### The problem
Return, unaltered, every line from the beginning of the material below up to and including the one with "box: [132, 147, 152, 167]".

### Records shown
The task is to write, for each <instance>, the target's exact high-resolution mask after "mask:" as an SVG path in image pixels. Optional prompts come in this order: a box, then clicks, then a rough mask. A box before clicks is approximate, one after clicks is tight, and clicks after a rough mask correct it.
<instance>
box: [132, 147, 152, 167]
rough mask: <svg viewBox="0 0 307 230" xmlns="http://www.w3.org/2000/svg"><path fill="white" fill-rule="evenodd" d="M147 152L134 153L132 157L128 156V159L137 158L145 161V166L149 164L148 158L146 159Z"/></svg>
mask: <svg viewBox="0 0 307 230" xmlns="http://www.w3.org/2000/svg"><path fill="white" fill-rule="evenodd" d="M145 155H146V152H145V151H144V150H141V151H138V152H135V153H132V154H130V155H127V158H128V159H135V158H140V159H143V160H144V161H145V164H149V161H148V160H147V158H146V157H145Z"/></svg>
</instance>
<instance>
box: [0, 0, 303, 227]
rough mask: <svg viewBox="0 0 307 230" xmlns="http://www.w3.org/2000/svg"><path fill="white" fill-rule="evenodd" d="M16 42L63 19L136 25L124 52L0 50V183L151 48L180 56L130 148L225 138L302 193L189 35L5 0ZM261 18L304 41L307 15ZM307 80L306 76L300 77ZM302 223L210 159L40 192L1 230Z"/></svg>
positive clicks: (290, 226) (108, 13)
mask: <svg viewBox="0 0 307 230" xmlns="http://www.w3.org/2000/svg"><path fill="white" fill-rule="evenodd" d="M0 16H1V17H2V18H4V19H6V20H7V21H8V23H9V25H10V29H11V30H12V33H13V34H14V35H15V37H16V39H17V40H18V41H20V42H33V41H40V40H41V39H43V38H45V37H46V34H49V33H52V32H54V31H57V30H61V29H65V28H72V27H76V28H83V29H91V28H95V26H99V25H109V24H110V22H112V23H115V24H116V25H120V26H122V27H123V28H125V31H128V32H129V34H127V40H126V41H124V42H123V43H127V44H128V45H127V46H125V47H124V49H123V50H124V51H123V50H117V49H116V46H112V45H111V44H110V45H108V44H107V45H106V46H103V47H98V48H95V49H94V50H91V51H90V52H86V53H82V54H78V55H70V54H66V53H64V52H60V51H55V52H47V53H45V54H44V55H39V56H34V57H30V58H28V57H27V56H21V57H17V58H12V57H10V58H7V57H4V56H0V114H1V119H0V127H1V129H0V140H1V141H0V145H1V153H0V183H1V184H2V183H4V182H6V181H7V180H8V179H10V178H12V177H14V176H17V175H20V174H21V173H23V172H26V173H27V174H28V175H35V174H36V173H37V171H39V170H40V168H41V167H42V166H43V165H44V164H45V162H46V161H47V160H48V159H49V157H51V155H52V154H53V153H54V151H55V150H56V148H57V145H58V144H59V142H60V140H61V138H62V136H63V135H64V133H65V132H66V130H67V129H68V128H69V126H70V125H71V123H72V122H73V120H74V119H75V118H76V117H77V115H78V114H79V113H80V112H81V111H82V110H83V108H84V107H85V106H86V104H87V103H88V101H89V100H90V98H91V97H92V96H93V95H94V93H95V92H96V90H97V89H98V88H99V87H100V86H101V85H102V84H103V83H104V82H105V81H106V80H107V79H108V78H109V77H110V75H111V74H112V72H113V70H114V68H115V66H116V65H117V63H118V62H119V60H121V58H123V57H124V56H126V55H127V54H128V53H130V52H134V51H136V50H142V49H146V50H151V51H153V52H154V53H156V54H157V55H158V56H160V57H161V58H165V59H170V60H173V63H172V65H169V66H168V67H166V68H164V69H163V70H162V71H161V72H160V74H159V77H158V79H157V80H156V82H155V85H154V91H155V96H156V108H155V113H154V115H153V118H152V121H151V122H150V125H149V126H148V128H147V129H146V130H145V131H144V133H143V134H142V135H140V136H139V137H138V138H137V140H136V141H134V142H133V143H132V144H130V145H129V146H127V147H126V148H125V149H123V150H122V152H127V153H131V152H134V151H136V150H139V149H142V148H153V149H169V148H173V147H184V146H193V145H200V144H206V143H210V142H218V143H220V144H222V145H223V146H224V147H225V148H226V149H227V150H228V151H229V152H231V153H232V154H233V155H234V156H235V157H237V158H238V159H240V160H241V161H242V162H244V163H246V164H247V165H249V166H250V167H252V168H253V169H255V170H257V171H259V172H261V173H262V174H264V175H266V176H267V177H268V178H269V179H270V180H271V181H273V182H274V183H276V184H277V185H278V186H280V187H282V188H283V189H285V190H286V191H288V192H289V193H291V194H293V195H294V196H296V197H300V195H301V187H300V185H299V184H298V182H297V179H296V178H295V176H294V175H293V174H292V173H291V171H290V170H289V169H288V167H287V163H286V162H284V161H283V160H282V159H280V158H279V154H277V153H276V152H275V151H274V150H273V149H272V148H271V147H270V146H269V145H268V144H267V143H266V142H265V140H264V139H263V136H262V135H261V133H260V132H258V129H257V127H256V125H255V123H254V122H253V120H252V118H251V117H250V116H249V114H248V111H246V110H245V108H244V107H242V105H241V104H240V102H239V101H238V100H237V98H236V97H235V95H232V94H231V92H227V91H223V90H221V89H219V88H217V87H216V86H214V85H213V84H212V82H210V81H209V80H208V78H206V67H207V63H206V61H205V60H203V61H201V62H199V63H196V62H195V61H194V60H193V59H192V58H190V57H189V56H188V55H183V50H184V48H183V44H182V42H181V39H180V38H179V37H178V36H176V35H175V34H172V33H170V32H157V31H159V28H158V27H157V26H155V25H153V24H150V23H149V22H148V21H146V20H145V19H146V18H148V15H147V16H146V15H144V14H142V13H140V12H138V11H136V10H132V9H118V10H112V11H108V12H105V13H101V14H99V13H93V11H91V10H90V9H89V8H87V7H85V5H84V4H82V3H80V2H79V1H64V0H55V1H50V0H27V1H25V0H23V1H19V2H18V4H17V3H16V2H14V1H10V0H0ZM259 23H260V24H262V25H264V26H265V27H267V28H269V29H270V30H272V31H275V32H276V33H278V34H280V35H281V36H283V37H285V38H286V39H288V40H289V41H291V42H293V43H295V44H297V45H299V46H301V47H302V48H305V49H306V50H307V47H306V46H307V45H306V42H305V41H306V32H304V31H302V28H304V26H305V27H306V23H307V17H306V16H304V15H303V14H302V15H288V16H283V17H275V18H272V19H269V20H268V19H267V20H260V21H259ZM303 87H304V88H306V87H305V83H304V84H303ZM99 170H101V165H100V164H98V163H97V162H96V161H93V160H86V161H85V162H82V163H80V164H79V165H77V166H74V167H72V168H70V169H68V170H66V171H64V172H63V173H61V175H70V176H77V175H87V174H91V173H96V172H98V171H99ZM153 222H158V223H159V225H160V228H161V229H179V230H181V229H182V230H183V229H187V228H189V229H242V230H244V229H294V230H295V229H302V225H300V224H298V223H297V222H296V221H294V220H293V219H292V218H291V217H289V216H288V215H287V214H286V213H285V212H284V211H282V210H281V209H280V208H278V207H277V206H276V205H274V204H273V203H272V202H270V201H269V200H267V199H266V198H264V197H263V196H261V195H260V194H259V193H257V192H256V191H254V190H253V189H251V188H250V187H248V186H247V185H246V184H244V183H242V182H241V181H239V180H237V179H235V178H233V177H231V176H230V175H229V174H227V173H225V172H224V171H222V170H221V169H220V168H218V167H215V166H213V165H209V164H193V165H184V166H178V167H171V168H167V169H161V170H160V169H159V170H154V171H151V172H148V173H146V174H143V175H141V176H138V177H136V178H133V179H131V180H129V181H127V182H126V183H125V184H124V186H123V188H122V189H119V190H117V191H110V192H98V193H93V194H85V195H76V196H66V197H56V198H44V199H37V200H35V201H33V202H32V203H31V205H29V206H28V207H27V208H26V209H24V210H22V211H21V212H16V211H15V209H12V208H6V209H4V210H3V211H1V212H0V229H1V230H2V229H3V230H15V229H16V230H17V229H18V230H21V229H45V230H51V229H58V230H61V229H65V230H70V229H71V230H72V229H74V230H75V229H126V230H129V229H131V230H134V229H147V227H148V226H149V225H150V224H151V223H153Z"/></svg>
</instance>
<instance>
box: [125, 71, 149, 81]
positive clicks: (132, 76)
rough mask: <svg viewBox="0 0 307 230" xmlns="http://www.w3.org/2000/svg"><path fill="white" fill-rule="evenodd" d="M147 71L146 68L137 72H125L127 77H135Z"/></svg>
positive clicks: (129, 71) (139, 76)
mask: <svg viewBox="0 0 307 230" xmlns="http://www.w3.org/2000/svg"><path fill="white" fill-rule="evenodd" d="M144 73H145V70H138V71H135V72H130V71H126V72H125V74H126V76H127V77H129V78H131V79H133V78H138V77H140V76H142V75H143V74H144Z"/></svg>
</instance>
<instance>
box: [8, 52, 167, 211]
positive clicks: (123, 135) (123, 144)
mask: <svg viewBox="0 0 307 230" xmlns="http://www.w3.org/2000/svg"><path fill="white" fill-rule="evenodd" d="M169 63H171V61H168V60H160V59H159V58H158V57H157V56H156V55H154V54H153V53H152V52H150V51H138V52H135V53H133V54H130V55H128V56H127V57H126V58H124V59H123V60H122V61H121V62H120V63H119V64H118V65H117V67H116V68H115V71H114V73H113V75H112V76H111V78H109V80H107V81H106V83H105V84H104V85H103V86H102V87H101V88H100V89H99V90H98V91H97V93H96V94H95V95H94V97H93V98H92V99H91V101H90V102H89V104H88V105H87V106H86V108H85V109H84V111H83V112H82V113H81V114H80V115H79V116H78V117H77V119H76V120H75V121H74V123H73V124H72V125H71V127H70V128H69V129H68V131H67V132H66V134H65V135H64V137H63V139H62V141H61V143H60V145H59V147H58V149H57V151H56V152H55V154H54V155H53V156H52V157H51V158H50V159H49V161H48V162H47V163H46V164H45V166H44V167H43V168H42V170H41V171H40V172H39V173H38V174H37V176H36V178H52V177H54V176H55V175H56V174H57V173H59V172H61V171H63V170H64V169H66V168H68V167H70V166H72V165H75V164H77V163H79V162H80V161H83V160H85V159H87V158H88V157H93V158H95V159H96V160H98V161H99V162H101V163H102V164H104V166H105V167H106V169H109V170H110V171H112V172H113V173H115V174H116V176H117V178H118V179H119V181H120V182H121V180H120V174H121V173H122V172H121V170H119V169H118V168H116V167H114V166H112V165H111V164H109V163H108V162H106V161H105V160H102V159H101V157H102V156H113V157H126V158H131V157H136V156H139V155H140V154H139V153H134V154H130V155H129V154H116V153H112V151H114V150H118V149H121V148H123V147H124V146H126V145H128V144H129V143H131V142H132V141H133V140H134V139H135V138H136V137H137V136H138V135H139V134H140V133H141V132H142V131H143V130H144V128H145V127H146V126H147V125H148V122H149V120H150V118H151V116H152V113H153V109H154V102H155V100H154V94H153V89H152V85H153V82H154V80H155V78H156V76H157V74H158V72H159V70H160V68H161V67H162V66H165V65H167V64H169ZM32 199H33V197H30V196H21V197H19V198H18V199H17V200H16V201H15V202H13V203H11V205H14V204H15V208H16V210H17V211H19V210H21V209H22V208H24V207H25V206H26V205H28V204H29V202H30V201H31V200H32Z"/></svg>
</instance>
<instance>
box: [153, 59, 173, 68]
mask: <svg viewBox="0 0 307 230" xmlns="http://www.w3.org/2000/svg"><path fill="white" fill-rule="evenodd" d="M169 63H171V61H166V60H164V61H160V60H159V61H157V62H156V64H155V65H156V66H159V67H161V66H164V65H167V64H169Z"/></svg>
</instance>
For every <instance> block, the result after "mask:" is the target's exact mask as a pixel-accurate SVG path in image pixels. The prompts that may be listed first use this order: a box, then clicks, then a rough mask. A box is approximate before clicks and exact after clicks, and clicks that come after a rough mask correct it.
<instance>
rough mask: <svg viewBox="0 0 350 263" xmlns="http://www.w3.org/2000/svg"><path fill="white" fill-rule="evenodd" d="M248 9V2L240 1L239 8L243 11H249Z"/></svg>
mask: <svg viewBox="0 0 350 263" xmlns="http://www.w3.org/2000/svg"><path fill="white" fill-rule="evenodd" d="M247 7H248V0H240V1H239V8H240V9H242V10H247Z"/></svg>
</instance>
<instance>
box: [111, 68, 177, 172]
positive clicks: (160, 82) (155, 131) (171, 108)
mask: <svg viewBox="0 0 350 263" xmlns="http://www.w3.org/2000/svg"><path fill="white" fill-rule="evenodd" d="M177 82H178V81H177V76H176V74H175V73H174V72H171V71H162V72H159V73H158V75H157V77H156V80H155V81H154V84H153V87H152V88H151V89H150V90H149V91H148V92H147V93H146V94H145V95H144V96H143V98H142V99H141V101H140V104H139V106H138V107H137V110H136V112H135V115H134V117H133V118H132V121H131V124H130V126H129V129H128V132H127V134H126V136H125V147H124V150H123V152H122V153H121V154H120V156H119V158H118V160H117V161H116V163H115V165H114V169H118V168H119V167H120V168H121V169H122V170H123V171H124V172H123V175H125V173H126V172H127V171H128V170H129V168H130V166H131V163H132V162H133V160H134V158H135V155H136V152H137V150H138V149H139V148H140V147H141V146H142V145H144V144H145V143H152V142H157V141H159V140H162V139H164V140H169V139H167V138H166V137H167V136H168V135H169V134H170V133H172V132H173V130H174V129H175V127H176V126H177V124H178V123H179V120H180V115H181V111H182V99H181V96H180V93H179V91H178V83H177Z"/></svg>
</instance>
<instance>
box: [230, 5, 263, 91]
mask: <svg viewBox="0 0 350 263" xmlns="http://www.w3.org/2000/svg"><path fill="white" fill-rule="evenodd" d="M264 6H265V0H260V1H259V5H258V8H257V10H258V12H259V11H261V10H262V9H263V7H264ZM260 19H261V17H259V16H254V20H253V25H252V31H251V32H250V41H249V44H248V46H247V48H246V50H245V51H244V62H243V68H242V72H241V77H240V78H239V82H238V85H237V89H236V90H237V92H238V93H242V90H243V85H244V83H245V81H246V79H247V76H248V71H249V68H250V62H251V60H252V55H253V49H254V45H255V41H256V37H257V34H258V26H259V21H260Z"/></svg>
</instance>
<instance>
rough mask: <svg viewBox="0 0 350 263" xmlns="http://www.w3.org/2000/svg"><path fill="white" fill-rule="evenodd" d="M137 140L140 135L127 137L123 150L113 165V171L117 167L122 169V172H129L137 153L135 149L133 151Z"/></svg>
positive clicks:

### Problem solution
The task is to write, for each <instance>, the target's exact high-resolution mask after "mask:" as an SVG path in image pixels. Optional prompts come in this order: a box, then clicks, then a rough mask. A box before clicks is approximate, one after clicks is tight, and clicks after a rough mask correct it.
<instance>
box: [132, 147, 152, 167]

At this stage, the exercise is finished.